### Provided passage
────────

Set In Stone,
As part of GDPR (The General Data Protection Regulation of the European Union) ‘the right to be forgotten’ means a person can have negative information about themselves removed from search listings under certain arguable instances. Set In Stone therefore forms a poetic meditation on the effect of materials on often immaterial-seeming aspects of translocal cultures. While debates rage about legitimate uses and abuses of both privacy and freedom of speech online, this work presents phrases about the life of data etched by hand onto Athenian marble, to provoke a historic reflection on or even memorialisation of the consequences of actions on and offline.
About the Artist
Tamara Kametani is a Slovak born London based visual artist working across a variety of media including installation, video, photography and sculpture with an emphasis on site-specificity. Amongst the underlying concerns in her practice are the topics surrounding power relations, surveillance, privacy, and access to information. She is particularly interested in the role that technology plays in the construction of contemporary and historical narratives and the new experiences it enables. She received her master’s degree in Contemporary Art Practice from the Royal College of Art in 2017. Kametani has participated in a number of artist residencies and exhibited internationally. Recent commissions and exhibitions include Swayze effect, Platform Southwark curated by AGORAMA, London (2019); 404- Resistance in the Digital Age, RAGE Collective, CFCCA, Manchester (2019); For the Time Being, The Photographers’ Gallery, curated by CCA Royal College of Art, London (2019); Digital Diaspora, Studio 44, Stockholm (2019); Summer Show, Florence Trust, London (2018) and Triennial of Photography, Hamburg (2018).
Huma Kabakcı in conversation with Tamara Kametani for Translocal Co-operation Exhibition
The Gift by Tamara Kametani, Engraved Limestone, March 2019, 51°08'15.1"N 1°22'06.3"E”
Due to universal restrictions from the COVID-19 pandemic, like many public spaces the Furtherfield Gallery has had to close. Because of this the Translocal Co-operation Exhibition is on hold until further notice. However, we can still communicate through the Internet, so this is a good opportunity for one of the co-curators Huma Kabakcı to interview artist Tamara Kametani. Kametani is a Slovak born London based (currently based in Slovakian countryside) visual artist, working across a variety of media that includes: installation, video, photography and sculpture with an emphasis on site-specificity. Thiscurator and artist talk discusses the importance of translocality in the context of now and about Kametani’s artistic practice and work selected in the exhibition.
Huma Kabakcı: 12th of March was not so long ago, yet so much has changed since then. We live in uncertain times within our confined spaces, yet the need for translocal solidarity has become all the more pertinent. Can you talk a bit about your practice in the context of the exhibition and this hyper-connectedness?
Tamara Kametani: My practice revolves around my interest and research into surveillance, privacy, our digital footprint and biopolitics. I have to admit that this is a very interesting time for me, as the issues surrounding my practice feel especially relevant now. One thing this health crisis has brought to the forefront, is the rethinking of this hyper-connectedness that has become the norm in the past decade or so. It has also raised questions around the very real physical environmental footprint that is connected to this, as we have witnessed the air pollution decrease dramatically in some areas and animal species spotted in places where they have not been seen in years. At the same time, moving everything online is going to have its own set of consequences. While I am of course worried about the uncertainty of the future, it is also an interesting time to be witnessing and thinking about these critical contexts.

────────

### Information given
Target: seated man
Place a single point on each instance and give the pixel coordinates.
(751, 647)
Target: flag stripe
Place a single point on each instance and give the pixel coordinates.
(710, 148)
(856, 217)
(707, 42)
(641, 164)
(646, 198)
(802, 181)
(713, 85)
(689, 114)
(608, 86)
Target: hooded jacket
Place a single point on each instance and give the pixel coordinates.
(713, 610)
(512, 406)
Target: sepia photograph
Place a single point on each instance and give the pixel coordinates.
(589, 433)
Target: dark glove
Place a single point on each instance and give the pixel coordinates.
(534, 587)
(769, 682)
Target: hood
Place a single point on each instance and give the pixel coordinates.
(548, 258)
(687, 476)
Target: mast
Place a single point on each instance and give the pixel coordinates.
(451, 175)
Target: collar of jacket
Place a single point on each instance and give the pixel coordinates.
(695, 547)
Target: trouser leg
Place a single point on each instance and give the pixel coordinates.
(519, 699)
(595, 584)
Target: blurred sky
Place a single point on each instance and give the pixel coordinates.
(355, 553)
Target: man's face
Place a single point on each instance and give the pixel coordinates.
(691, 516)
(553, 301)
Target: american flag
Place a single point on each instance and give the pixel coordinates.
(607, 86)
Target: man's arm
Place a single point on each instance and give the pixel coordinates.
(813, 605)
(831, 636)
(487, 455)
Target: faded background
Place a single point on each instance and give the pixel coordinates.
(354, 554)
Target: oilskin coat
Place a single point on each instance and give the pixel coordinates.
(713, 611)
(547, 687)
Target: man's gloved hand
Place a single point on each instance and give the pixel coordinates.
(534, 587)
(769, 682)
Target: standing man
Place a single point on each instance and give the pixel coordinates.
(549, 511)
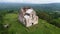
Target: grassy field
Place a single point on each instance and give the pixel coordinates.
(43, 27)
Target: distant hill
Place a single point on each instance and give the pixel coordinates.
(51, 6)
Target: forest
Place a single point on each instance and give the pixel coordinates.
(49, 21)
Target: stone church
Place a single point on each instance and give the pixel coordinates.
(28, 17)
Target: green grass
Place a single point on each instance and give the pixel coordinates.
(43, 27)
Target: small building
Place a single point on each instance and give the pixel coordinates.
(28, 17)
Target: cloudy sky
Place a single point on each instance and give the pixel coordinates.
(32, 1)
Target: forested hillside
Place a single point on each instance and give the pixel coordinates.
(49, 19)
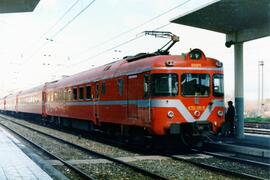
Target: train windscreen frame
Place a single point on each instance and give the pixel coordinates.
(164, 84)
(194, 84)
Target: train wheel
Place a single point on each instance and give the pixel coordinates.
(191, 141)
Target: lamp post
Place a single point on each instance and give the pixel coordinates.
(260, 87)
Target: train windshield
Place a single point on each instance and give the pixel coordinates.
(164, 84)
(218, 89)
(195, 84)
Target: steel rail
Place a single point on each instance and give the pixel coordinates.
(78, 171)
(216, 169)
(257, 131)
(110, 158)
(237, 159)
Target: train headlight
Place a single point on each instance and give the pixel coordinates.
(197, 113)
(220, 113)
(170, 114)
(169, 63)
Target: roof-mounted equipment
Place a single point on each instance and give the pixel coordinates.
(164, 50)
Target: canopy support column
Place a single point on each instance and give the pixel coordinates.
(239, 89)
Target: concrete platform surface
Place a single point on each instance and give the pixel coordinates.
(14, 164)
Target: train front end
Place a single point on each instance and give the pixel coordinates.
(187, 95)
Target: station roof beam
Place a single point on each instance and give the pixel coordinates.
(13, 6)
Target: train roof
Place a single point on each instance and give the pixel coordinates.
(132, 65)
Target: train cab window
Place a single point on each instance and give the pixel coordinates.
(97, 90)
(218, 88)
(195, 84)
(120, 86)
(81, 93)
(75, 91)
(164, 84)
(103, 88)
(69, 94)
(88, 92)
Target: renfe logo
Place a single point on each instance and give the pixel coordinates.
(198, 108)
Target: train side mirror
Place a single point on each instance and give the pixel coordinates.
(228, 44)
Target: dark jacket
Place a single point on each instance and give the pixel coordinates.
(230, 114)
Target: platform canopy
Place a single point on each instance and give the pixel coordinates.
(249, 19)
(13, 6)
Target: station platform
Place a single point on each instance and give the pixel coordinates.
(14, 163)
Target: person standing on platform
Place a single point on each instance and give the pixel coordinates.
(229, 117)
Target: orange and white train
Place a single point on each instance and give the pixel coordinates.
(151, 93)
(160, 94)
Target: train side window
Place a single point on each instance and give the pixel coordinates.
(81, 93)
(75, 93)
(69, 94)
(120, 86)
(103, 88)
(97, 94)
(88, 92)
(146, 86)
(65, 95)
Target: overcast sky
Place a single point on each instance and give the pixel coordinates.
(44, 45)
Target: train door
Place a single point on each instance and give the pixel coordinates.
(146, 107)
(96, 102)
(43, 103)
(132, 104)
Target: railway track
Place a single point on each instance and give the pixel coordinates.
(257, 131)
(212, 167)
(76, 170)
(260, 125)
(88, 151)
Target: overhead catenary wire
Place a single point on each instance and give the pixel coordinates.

────────

### Required actions
A – Using the Tamara Kametani page, decide whether each statement agrees with it. Answer yes or no for each, and quote the words from the page that decide it.
(i) Kametani earned her master's degree from the Royal College of Art in 2017.
(ii) In Set In Stone, the phrases are etched onto Athenian marble by machine.
(iii) The Furtherfield Gallery stayed open during the COVID-19 pandemic.
B – Answer these questions from the Tamara Kametani page:
(i) What material is The Gift made of?
(ii) Which co-curator interviews Kametani?
(iii) Where was Digital Diaspora shown?
C – Continue the Tamara Kametani page from the point where it stops.
The data has no connection to the Tamara Kametani page.

### Solved problems
A –
(i) Yes: "She received her master’s degree in Contemporary Art Practice from the Royal College of Art in 2017."
(ii) No: "phrases about the life of data etched by hand onto Athenian marble"
(iii) No: "the Furtherfield Gallery has had to close"

B –
(i) Engraved limestone.
(ii) Huma Kabakcı.
(iii) Studio 44, Stockholm (2019).

C –
HK: Since you explore a variety of media in response to site-specificity, how would you say your marble slab works titled Set In Stone exist within your other body of works? Worked so hard to be forgotten, from Set In Stone, Tamara Kametani, 2019. Furtherfield Gallery, London, March 2020.
TK: Issues around digital footprint, privacy and surveillance have been present in my work in varying degrees for a long time, regardless of the form and medium these works manifest themselves in. So it would be true to say that the underlying thread that connects my works together is usually the subject matter, not the medium. There is an element of sculpture in a number of my works, although I don't think of these works as sculptures per se. I did this piece last year called The Gift on the occasion of the first proposed Brexit day that was an engraved limestone plaque installed at the White Cliffs of Dover overlooking France. Formally, the work looks similar to the marble plaques in Set in Stone, but the location and where it is installed is very much part of the work itself, it cannot exist outside of the context of that location.
HK: Can you talk about your choice of marble as a material in your residency in Bios, Athens? I would also love to hear more about the process behind the installation.
TK: I knew I wanted to explore ideas around the digital footprint and the issues many of us are facing now, as we become more aware of the many uses of our data. The idea of digital permanence, that’s sometimes very much undesired, interests me. The issue is very global as it affects us all using the internet, despite varying privacy laws in the different jurisdictions in which we operate. I wanted to connect the work to Athens though, specifically, as I was there, and I also wanted to include a local element in the work. One thing that’s very apparent in Athens, is the sheer volume of marble that’s been used to build the city. I, as many people I would imagine, think of marble as a luxurious stone and not one you would use to pave a sidewalk, but that’s exactly where you would find it in Athens. Being there now after all the austerity measures, the marble is one of the many reminders of more prosperous times in the past. I like to play with opposites in my work and etching marble by hand seemed like an appropriate approach to talk about issues that are digital and very contemporary but not easily and physically tangible.
Guest at the opening night of TransLocal Cooperation, Furtherfield Gallery, London, March 2020. Photo by Julia Szalewicz.
HK: Since ‘the right to be forgotten’ means a person can have negative information about themselves removed from search listings under certain arguable instances, your work gains more significance and meaning in the current climate then ever, where we are increasingly dependent on the virtual in order to connect with the world.
TK: What this forced isolation has done is move everything online. Projects that would normally take months or years to transition into the digital space have now appeared online in a span of weeks, sometimes even days. Take the example of teaching. In many countries where online teaching wasn’t really a thing prior to the lockdown, teachers have managed to move most of their classes online, or government agencies moving a lot of their service centres and resources online. It is quite astonishing to watch this unfold in such a quick manner, but such quick adaptation has its drawbacks, as is evident with Zoom’s privacy fiascos, to name the most obvious.
There is a reason why things usually take a while to change, requiring careful consideration and testing, which isn’t really happening right now. Not to mention the digital tracking and data collecting that has been implemented in many countries in order to curb the spread of the virus. It will be interesting to see just what happens once we come out of this crisis. I think most of us don’t have a clue about the real digital repercussions of this lockdown. Permanence no longer desired, from Set In Stone, Tamara Kametani, 2019. Furtherfield Gallery, London, March 2020.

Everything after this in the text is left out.